:: INPUT DATA ::

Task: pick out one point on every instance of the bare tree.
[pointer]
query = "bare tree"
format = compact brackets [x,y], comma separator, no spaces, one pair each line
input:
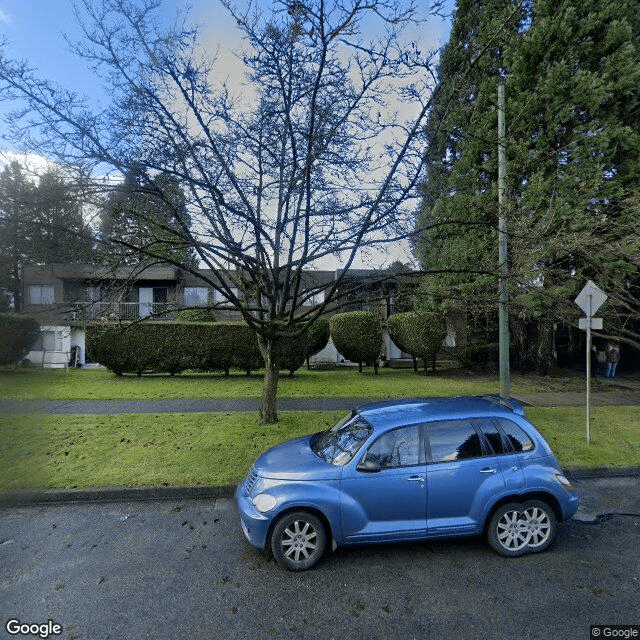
[315,160]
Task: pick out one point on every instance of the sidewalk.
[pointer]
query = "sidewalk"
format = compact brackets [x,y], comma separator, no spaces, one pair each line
[621,396]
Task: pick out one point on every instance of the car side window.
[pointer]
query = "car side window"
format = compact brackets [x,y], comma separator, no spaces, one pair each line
[516,437]
[451,440]
[398,448]
[491,433]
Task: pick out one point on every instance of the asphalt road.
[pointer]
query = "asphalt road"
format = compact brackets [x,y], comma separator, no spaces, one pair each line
[181,569]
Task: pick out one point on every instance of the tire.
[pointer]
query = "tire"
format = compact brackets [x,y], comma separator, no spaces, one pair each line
[519,529]
[298,541]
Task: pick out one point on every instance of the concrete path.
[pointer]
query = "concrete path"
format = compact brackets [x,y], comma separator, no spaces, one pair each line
[626,397]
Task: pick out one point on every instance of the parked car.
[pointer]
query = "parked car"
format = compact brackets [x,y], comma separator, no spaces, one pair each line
[411,469]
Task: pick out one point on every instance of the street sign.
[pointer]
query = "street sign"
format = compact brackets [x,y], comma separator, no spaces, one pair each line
[584,324]
[591,298]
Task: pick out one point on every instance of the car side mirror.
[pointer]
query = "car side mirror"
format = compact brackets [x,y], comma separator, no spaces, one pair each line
[369,466]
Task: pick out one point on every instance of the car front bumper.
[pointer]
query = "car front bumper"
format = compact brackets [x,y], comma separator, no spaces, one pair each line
[255,525]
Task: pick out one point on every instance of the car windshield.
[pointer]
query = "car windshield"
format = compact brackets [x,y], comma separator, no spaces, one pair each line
[339,444]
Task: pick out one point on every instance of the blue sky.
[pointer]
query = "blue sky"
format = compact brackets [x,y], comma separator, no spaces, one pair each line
[35,29]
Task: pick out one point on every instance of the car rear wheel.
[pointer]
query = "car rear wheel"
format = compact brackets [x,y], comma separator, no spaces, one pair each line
[517,529]
[298,540]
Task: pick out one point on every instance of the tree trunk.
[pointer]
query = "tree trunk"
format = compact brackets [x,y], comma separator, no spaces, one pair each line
[270,349]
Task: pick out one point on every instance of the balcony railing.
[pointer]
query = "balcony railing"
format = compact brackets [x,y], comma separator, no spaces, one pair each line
[123,311]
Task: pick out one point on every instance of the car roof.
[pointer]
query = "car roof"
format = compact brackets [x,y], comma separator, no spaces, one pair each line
[391,413]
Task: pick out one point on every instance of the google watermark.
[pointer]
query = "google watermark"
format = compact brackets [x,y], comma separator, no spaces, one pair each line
[615,631]
[41,630]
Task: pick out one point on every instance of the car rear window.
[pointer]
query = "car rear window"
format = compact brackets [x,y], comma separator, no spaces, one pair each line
[516,437]
[451,440]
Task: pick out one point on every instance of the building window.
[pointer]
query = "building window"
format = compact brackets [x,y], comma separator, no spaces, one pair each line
[221,299]
[41,294]
[196,296]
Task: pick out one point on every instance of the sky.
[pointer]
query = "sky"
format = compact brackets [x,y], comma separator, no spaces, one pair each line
[35,30]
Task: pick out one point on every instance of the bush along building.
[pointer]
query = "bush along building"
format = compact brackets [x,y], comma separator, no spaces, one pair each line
[67,298]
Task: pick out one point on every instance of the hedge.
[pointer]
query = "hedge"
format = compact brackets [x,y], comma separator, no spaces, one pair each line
[357,335]
[317,337]
[17,336]
[176,346]
[470,354]
[418,334]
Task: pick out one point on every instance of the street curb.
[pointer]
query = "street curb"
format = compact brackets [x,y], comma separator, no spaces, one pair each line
[141,494]
[115,494]
[602,472]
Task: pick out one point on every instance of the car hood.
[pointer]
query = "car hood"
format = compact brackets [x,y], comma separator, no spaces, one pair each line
[294,460]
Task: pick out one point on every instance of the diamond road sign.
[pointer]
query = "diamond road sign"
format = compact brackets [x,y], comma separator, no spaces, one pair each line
[591,298]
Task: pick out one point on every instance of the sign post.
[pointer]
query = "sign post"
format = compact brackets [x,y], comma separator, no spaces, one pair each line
[590,299]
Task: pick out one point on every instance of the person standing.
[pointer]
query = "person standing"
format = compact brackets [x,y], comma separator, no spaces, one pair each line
[613,357]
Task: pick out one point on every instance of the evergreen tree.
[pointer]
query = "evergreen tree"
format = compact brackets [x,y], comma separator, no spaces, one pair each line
[146,221]
[59,232]
[15,232]
[41,222]
[571,75]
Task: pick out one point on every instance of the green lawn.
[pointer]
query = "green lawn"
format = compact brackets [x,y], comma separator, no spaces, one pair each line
[343,382]
[218,448]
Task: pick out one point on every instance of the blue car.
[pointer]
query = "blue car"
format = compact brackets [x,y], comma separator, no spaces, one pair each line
[411,469]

:::

TASK REQUIREMENTS
Replicate the material above verbatim; images stay out of the copy.

EXERCISE OUTPUT
Task: pick out one point on every instance of the bare tree.
[pointer]
query = "bare tree"
format = compact brackets [x,y], comma separator, no spaces, one pair each line
input:
[315,160]
Task: pick out one point on every instance of the sidewalk.
[pointer]
query = "sidewalk"
format = compact brackets [x,y], comma separator, no spaces, one pair each line
[621,396]
Task: pick out one point on every instance of the car side window.
[pointer]
query = "car side window"
format = compact brackets [x,y], comma separator, no spaces, one pair each line
[516,437]
[451,440]
[398,448]
[491,433]
Task: pick out one point on every instance of the asphalt road.
[pointer]
query = "asphalt road"
format = compact brackets [x,y], comma separator, no spaces, one pair each line
[181,569]
Task: pick out one point on every instance of the tire.
[pointer]
query = "tire"
format = compact brackets [x,y], comma separator, no spaces, one pair each line
[519,529]
[298,541]
Task: pick out one point on every instance of the concrete path.
[pointer]
query = "concrete path"
format = compact brackets [x,y], comma separator, no spaces, one pair each line
[626,397]
Task: pick out one point on every instance of the parked car.
[pointer]
query = "parked car"
format = compact brackets [x,y], comma separator, no spaces, one pair each line
[411,469]
Task: pick out one point on every instance of the street sign.
[pointer]
query = "street sign"
format = compact brackets [x,y], comma separator, no spaces, one pair each line
[584,324]
[591,298]
Task: pick out one point on every instance of the car side mirror.
[pointer]
query = "car side mirror"
format = compact brackets [x,y], comma separator, no spaces, one pair each line
[369,466]
Task: pick out one point on every instance of the car front bumper.
[pointer]
query = "car front bumper"
format = compact brackets [x,y], comma separator, no spaces, one pair each line
[255,525]
Task: pick out one point on every instance of the car windshield.
[pointer]
query = "car windshield"
format = compact brackets [x,y], comma separator, no spaces, one pair each line
[339,444]
Task: pick out one point on every instance of the blue sky.
[pointer]
query = "blue sky"
format = compact brackets [x,y], comma separator, no spaces, one pair each line
[35,29]
Task: pick out one point on every instance of the car rear wheel.
[pointer]
query = "car rear wheel"
format = compact brackets [x,y], comma separator, no spaces, one pair each line
[517,529]
[298,540]
Task: pick out one point on every instance of the tree trunk.
[pointer]
query = "tree trunk"
format = compact brackets [x,y], comma separator, no spaces, one pair each line
[270,349]
Task: pick out one point on every instance of the balcony railing.
[pointer]
query = "balcony railing"
format = compact brackets [x,y], comma separator, no spaces, one pair each line
[123,311]
Task: pick out one point on every instance of the car roof.
[pointer]
query = "car roof"
format = compact brackets [x,y], comma separator, no spaces, one pair each line
[391,413]
Task: pick out one point on every instance of the google watermark.
[pointer]
query = "google watermark"
format = compact brackets [x,y], comma separator, no spaces, one pair each line
[615,631]
[41,630]
Task: pick out one point on every instance of the car rear window.
[pointer]
query = "car rear window"
format = compact brackets [x,y], comma separator, no spaces, one pair each line
[516,437]
[451,440]
Task: pick out one point on every instance of the building window.
[pointer]
query = "building window"
format = compact brackets [x,y], comma separator, no spaces, one pair each line
[221,299]
[41,294]
[196,296]
Task: pick out one point on every instance of the sky.
[pointer]
query = "sky"
format = compact brackets [x,y], comma separator, no spaces, one pair each line
[35,30]
Task: pick out one point on every instance of the bush along building.
[pointer]
query = "bush along building"
format = compact brackets [x,y], comma separator, no spaces, one pair each line
[67,298]
Task: pick out one point on every instance of the hedge.
[pointer]
query = "hedge"
format = compact brackets [x,y], comma separator, no spaces, one pair each line
[357,335]
[317,337]
[17,336]
[176,346]
[470,354]
[418,334]
Task: pick out one point on every instance of the street curb.
[pointer]
query = "street curb"
format = compact brackets [x,y], comma separator, no spaces, one pair each line
[141,494]
[115,494]
[602,472]
Task: pick out one point on every instance of the car hood.
[pointer]
query = "car hood"
format = compact brackets [x,y], comma separator, no spaces, one pair each line
[294,460]
Task: pick out one point on every instance of the diamond road sign.
[pointer]
query = "diamond road sign"
format = compact brackets [x,y], comma separator, no spaces, one pair each line
[591,298]
Task: pick out one point on every instance of the sign post.
[pointer]
query = "sign post"
format = compact brackets [x,y], comma separator, no spaces, one pair each line
[590,299]
Task: pick out one point on every instance of the person standing.
[pointer]
query = "person standing"
format = compact brackets [x,y], comma separator, no spaces, one pair each line
[613,357]
Task: pick out one point on every instance of the evergreen tree.
[pointer]
query = "evergreen tree"
format = compact brackets [x,y], comma separator, no spaces, one pair each line
[146,221]
[59,232]
[15,232]
[41,222]
[571,75]
Task: pick out one point on every instance of the green lawn.
[pointer]
query = "green lawn"
format = compact brackets [x,y], comma separator, no spaces, one pair each line
[343,382]
[218,448]
Task: pick out one point on every instance of the blue car.
[pointer]
query = "blue car"
format = compact brackets [x,y], comma separator, no spaces, one pair each line
[411,469]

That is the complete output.